New Features of Kafka 2.1
The text version for those who like to read
I did a short while ago a video on the new features in Kafka 2.1, that you can watch below, but I wrote this blog to also allow you to read in your own time:
Kafka Upgrade Notes
Kafka 2.1 is quite a special upgrade because you cannot downgrade due to a schema change in the consumer offsets topics. Otherwise the procedure to upgrade Kafka is still the same as before, see: https://kafka.apache.org/documentation/#upgrade
Kafka 2.1 is now available with Java 11! Java 11 was created in September 2018 and we get all the benefits from it, such as the Improved SSL and TLS performance (the improvements come from Java 9). According to one of the main Kafka committer, it is 2.5 times faster than Java 8.
We also get garbage collector improvement, G1 being the default collector and now can run in parallel. That means you’re more likely to have less long GC pauses.
Other Java 11 goodies include:
varallows you to reduce the amount of boilerplate code in your JDK applications. It is more easy to read as you can see in this example where we create a new producer:
var producer = new KafkaProducer<String, String>(properties);
- You also have Future improvements if you use Future.
- Project jigsaw is now in Kafka. It allows you to have smaller compiled program binaries by modularizing Java and more efficient runtimes.
Fencing of Zombie Replicas (KIP-320):
This new KIP fixes a rare data loss condition and it is now completely gone.
You also get a new exception for the consumer when doing
If you want to know how to deal with it, just read the KIP details it is well explained: https://cwiki.apache.org/confluence/display/KAFKA/KIP-320%3A+Allow+fetchers+to+detect+and+handle+log+truncation
In this new version of Kafka, the biggest change by far is the Support for ZStandard Compression (KIP-110).
Support for Zstandard Compression (KIP-110)
This algorithm was created by Facebook in September 2016 and it has been for 2 years in the works. The compression ratio is as good as gzip on the first pass. But, if we now look at the compression and decompression speed, which means how many megabytes can be encrypted or decrypted per second, we have 5 times the performance of gzip.

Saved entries
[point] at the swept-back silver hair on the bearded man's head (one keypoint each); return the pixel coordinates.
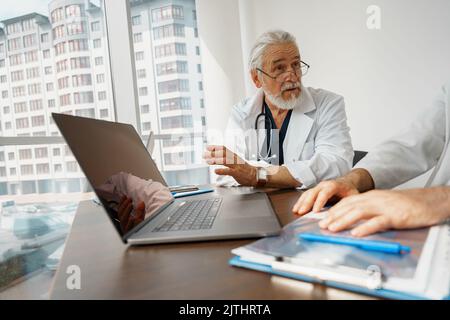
(266, 39)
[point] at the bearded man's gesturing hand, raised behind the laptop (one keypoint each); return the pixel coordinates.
(241, 171)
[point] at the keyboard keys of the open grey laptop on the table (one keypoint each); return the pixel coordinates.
(193, 215)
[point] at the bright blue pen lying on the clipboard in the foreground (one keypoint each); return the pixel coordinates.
(369, 245)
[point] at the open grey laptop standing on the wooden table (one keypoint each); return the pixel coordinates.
(137, 199)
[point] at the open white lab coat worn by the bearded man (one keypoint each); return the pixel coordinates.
(317, 145)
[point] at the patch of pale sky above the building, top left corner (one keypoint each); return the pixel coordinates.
(14, 8)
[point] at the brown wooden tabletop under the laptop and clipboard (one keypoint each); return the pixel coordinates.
(112, 270)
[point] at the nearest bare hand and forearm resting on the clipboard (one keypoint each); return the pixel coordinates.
(382, 210)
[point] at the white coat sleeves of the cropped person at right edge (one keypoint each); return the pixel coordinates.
(424, 145)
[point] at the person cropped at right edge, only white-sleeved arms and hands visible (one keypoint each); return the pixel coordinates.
(423, 146)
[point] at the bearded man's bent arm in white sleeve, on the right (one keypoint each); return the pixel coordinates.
(333, 152)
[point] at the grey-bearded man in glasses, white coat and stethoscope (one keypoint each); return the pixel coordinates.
(298, 136)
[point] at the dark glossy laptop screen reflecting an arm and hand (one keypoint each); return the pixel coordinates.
(118, 167)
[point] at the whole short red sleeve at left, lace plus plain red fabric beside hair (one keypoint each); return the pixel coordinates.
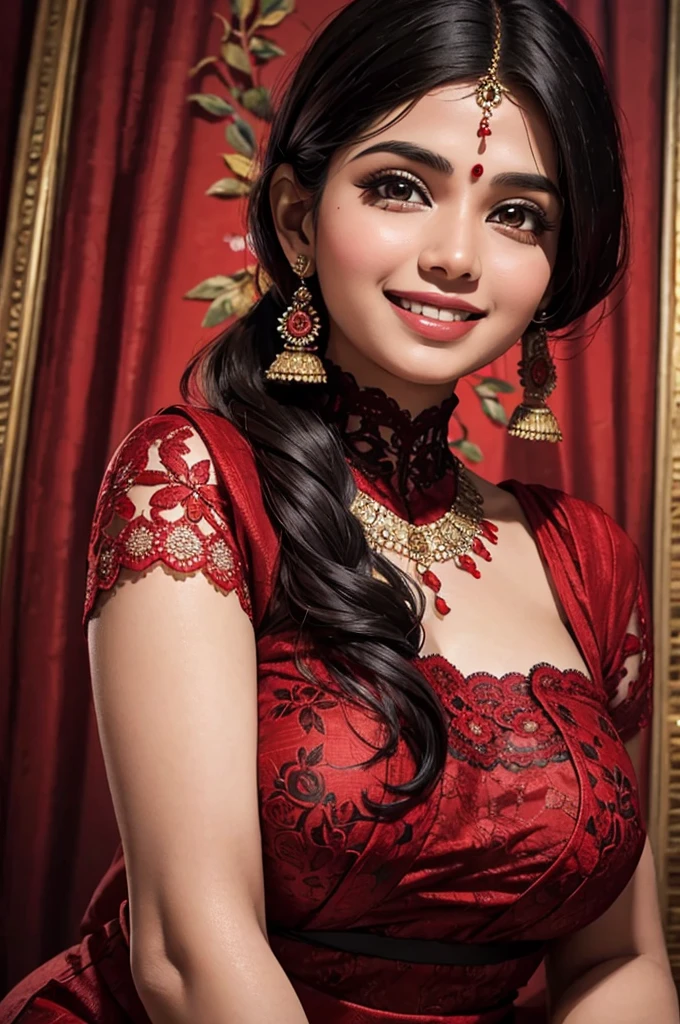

§ **WORK REQUIRED**
Using the Kafka 2.1 post, state whether each statement below agrees with it, answering yes or no and quoting the deciding words. 1. After upgrading to Kafka 2.1, a downgrade is possible. 2. With Java 11, G1 is the default garbage collector. 3. The Zstandard algorithm was created by Google.

§ **EXERCISE OUTPUT**
1. No: "you cannot downgrade due to a schema change in the consumer offsets topics."
2. Yes: "G1 being the default collector."
3. No: "This algorithm was created by Facebook in September 2016."